● **TO DO**
1. Can you extract the passage of the Kim Roy interview from "Roy leads the" up to and including "the construction industry?", copying it word for word?
2. Can you extend the Kim Roy interview, picking up right after its final sentence?

● **SOURCE TEXT**
Illustrated by Jonny Ruzzo
Armed with a degree in construction from Virginia Tech, Kim Roy was hired in 1999 by HITT Contracting in Falls Church, Virginia, and never left. In 2017, Roy was appointed the 84-year-old company’s first non-family-member CEO. She is also the only female CEO on the Engineering News-Record’s list of 100 largest contractors in the United States.
Roy leads the company’s strategic planning and corporate steering committees and provides executive oversight for corporate operations, including HR, finance and risk management. She is also president and member of the board of HITT Holding Corp., HITT Contracting’s parent company.
The Built Blog spoke with Roy about the pressing issues in the construction industry and what keeps her up at night. Edited excerpts follow.
Built Blog: How did you choose the construction industry?
Roy: When I was a little girl, after church on Sundays, my mum would take my siblings and me to get chocolate doughnuts after church, and then we’d go look at model homes for fun. That really sparked my interest in being a builder. From there, I took drafting classes in high school and building construction in college, and that really set me on my path in this industry.
Built Blog: Who inspired you to work in the industry and why?
Roy: A lot of career interest is generational, but in my case it was not. My father was in law enforcement and my mum was a librarian, so being in those model homes was how things came together for me. As far as current inspiration, I look to a lot of our tech leaders – ,Bezos, Musk, even Whitney Herd, founder and CEO of Bumble, the social media and dating app. I also love to read, and lately I’ve been into culture books and studies because it’s important to me and HITT that people feel valued and heard. Culture books are also providing inspiration.
Built Blog: What advice do you have for people looking to follow in your career footsteps?
Roy: Young people have an innate enthusiasm. I would tell them follow your passion. Hone your communication skills. Get the basics right; there’s no fast track to understanding all the unique elements that go into building construction. My most important piece of advice is to have the courage to get out of your comfort zone. Some of the biggest leadership leaps I’ve had took place when I was very uncomfortable. Now, as a leader, it’s all about empowering others.
Built Blog: What’s your favourite part of the job?
Roy: Early on, my first ten years or so in the industry, my favourite part was seeing a set of plans turn into a beautiful, finished product. I’d be proud of creating something very tangible. Now my favorite part is coaching team members into leadership positions and empowering others.

● **SUPPLIED INFORMATION**
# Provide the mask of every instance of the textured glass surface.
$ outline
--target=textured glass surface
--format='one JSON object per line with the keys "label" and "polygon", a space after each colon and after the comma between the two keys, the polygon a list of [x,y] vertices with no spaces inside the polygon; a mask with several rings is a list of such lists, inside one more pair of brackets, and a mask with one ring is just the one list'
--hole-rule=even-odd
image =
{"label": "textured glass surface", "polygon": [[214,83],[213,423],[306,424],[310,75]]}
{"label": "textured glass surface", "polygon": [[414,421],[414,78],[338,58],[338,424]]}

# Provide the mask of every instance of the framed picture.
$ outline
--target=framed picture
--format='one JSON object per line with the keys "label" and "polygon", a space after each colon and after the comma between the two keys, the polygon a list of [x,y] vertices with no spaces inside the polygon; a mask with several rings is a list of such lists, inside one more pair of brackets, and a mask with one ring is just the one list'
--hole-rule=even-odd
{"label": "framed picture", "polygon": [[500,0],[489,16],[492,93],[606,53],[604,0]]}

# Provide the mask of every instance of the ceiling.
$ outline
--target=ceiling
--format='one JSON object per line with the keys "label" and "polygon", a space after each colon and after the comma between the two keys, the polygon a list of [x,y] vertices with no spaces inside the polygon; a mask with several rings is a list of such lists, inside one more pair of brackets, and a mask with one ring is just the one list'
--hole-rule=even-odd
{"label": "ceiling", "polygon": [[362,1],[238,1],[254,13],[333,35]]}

● **RESPONSES PER TASK**
1.
Roy leads the company’s strategic planning and corporate steering committees and provides executive oversight for corporate operations, including HR, finance and risk management. She is also president and member of the board of HITT Holding Corp., HITT Contracting’s parent company.
The Built Blog spoke with Roy about the pressing issues in the construction industry and what keeps her up at night. Edited excerpts follow.
Built Blog: How did you choose the construction industry?

2.
Built Blog: What’s the best advice you ever got about this industry?
Roy: I was intimidated the first time I was out on a jobsite, but I asked a lot of questions and really listened to the trade superintendents and foreman. They were proud to show me their work and explain the details. It helped grow my confidence. As an executive, the best advice I received is don’t shy away from people who challenge you.
Built Blog: What do you think is the most pressing issue facing the construction industry and why?
Roy: At a high level, accepting the status quo. If you don’t have a team that’s focused on evolution such as digital transformation and R&D, you’re going to be in trouble as a company. Our clients don’t want to pay for rising construction costs, and it’s our job to provide value and an exceptional experience, and we have to challenge the status quo.
Built Blog: What keeps you up at night as an executive, and how do you structure your time to fix the most important issues you face in your role?
Roy: First and foremost, what keeps me up at night is the safety and health of our team members and anyone who comes to our project sites. Increasingly, this includes their mental health and well-being. Coming out of this pandemic, this has been a heightened concern. The issues that come up at night all relate to people; they’re the tough ones.
Regarding how I structure my time, the thing I want most in life is more time, so I carefully guard my time and prioritise things that are important to me. In the big picture, that’s my family and loved ones. I’m good at setting healthy boundaries. From a work standpoint, I structure my time to focus on things that are forward-facing, and I try to think way ahead. In the past, I focused more on day-to-day things and putting out fires. Now I know it’s more important that I lead toward a long-term aspirational strategy.